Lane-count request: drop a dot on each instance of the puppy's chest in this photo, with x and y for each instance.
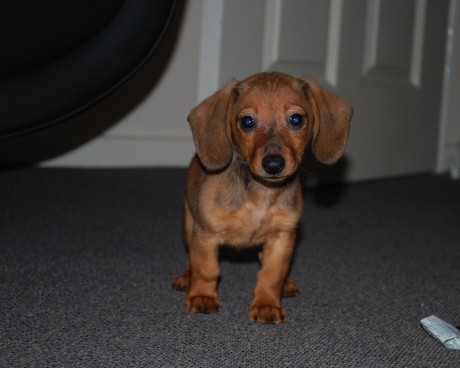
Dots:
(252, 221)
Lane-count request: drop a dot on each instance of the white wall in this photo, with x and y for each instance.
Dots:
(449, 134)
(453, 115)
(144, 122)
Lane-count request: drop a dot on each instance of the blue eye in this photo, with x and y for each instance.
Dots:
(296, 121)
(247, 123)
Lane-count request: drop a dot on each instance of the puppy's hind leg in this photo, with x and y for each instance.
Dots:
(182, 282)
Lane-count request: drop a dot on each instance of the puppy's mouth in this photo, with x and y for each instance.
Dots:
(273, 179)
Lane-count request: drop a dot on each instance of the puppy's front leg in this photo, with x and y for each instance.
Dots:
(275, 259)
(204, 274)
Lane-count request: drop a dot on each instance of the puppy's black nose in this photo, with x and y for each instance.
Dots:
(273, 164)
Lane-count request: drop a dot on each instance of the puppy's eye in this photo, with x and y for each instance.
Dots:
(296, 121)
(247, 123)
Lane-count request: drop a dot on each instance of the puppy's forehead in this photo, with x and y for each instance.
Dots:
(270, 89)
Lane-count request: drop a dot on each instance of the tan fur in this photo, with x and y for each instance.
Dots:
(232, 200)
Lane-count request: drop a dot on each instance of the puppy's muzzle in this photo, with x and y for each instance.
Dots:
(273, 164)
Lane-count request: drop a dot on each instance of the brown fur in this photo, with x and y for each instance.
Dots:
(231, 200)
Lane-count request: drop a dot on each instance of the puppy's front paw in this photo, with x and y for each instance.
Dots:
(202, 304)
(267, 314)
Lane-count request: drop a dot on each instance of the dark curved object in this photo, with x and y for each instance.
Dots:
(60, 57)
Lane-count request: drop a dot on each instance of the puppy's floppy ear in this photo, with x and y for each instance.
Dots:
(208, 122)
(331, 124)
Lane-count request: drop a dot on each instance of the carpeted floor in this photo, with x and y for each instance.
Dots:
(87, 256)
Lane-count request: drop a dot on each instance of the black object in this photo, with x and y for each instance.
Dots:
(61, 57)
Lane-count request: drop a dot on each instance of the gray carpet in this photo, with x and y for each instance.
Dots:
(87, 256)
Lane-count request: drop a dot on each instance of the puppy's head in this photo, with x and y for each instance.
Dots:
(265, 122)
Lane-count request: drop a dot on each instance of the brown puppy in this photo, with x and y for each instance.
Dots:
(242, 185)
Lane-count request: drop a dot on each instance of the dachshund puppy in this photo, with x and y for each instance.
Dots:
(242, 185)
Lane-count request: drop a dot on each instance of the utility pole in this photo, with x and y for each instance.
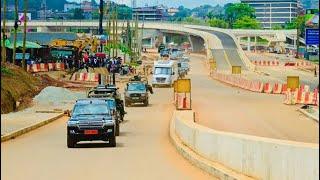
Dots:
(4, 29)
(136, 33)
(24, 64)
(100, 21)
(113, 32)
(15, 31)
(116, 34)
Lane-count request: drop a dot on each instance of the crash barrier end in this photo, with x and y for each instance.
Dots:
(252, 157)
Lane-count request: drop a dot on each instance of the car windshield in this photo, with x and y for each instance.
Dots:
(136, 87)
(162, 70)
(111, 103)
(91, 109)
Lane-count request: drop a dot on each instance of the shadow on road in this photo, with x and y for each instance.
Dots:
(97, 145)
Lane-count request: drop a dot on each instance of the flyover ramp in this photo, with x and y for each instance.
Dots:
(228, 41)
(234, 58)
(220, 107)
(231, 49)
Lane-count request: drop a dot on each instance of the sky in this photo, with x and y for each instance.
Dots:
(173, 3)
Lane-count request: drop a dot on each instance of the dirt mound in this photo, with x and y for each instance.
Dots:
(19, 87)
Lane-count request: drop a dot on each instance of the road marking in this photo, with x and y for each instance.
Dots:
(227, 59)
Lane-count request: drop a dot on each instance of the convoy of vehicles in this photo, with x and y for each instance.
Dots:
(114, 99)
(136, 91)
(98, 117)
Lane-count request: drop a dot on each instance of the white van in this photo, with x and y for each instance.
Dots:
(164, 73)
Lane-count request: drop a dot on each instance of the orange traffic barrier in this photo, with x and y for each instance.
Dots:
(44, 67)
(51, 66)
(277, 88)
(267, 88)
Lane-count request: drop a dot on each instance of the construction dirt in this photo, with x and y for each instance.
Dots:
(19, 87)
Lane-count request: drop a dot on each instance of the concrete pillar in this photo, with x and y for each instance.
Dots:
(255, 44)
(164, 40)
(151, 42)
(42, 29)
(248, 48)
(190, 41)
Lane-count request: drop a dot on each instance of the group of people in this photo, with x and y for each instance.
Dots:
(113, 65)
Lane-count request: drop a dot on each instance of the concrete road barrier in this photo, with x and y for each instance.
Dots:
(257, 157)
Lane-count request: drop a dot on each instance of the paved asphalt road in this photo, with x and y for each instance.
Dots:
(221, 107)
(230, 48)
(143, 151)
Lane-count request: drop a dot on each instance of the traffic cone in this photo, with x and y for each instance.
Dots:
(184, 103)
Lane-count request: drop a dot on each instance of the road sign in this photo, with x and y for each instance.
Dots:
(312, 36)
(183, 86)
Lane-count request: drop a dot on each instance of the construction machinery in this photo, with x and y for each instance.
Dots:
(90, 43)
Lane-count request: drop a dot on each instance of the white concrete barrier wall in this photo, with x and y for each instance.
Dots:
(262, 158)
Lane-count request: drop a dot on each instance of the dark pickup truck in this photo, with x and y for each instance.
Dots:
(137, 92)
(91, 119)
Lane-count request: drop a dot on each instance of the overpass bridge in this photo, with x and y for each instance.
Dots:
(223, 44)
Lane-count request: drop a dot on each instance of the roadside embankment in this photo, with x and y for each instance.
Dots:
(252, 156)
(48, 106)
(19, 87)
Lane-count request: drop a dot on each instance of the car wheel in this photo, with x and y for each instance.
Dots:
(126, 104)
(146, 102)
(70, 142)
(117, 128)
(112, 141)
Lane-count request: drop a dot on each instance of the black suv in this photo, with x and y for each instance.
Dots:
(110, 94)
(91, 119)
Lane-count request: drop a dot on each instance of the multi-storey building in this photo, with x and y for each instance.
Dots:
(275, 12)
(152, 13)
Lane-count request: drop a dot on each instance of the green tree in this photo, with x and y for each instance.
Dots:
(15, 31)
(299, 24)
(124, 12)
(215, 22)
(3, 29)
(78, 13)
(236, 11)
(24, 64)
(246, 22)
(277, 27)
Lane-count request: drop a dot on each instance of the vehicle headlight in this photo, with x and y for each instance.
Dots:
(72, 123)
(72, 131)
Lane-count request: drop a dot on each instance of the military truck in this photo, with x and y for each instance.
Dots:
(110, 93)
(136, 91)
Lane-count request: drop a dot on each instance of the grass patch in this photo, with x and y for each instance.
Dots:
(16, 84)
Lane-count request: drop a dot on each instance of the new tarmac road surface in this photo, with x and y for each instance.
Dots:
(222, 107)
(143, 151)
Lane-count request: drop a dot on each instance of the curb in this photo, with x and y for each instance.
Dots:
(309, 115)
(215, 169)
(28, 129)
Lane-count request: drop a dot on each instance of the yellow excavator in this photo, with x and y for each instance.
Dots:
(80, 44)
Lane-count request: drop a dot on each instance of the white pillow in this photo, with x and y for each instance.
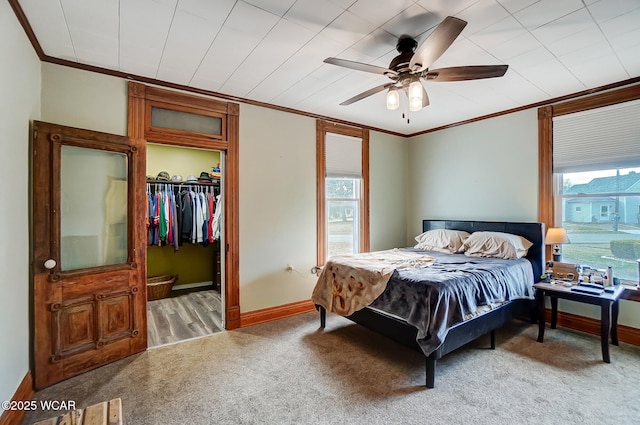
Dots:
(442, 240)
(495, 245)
...
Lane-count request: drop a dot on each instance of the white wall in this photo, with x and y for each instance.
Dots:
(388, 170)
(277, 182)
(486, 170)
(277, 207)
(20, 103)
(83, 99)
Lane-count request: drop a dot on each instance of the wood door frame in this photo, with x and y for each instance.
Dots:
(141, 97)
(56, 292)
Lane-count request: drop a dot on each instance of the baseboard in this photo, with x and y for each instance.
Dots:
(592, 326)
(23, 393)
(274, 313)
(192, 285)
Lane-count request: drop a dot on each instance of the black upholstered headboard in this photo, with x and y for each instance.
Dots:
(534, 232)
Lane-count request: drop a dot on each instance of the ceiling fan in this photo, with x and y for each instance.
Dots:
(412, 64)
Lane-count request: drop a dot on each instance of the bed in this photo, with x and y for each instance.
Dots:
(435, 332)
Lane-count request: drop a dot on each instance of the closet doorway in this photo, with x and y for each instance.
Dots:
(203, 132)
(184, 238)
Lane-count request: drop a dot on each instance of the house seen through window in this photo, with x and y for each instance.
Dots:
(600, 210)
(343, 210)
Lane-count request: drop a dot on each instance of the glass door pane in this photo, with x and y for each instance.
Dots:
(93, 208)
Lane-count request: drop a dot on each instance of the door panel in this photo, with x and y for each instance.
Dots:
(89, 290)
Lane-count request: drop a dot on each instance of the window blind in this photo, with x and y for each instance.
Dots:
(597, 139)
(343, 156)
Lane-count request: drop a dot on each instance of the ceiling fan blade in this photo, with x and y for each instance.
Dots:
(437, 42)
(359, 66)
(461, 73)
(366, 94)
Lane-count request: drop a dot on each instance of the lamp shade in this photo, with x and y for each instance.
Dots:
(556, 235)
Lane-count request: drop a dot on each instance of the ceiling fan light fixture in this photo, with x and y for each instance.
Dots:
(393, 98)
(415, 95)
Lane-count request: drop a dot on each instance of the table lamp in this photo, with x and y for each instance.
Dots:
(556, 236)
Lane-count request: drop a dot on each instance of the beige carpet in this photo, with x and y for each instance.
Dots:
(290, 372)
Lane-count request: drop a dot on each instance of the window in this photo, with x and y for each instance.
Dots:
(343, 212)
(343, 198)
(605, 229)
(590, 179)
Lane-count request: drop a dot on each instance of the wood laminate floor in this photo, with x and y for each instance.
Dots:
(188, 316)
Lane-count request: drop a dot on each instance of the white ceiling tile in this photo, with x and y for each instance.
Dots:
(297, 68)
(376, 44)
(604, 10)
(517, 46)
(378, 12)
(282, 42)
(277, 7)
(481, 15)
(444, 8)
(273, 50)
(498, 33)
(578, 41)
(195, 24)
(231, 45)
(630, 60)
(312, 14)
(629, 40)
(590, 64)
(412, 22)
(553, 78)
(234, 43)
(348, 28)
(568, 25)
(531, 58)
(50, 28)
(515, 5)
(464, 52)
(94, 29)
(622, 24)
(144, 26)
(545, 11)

**Problem statement**
How many lines in the rows above contain the word "traffic"? Reply with the number alone.

**Task output**
2